[位置识别记录]
════════

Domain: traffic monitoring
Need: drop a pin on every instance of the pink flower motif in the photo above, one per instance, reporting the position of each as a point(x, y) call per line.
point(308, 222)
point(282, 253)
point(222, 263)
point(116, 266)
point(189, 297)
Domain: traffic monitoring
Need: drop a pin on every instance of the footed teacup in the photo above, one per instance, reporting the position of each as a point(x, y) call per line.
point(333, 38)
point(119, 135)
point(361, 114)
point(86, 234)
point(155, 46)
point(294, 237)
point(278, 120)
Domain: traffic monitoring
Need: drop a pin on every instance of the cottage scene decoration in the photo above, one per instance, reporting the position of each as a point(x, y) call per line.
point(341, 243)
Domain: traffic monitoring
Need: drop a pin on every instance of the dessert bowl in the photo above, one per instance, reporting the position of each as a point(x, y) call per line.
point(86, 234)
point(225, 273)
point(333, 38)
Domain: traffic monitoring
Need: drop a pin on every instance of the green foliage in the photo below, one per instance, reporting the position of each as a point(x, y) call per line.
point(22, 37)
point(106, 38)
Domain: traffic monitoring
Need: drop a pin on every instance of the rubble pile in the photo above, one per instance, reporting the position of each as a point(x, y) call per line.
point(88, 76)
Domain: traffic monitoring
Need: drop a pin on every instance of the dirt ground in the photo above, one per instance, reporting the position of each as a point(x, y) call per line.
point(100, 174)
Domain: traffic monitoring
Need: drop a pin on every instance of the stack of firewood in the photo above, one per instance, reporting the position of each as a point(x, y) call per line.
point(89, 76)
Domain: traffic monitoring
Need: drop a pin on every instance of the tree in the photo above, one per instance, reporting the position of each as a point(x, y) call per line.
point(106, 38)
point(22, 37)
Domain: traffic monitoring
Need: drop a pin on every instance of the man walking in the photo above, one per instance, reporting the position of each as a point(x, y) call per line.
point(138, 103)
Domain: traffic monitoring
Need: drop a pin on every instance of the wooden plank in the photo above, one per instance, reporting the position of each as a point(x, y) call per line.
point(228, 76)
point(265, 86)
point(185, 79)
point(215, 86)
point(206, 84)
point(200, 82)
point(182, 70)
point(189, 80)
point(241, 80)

════════

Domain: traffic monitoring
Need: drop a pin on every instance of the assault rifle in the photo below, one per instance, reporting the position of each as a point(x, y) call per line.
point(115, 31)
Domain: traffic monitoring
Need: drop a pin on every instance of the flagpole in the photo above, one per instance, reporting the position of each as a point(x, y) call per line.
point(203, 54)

════════

> 给定指令
请找出上面记录中含有“below”一词的每一行，并将这些行完整抄出，判断时区分大小写。

> 解答
Need: drop a pin on every instance of the green foliage in the photo below, one per instance, reporting the position of each as a point(x, y) call per line.
Need: drop a pin on every instance of the assault rifle in the photo below, one per instance, reporting the position of each as a point(x, y) call per line.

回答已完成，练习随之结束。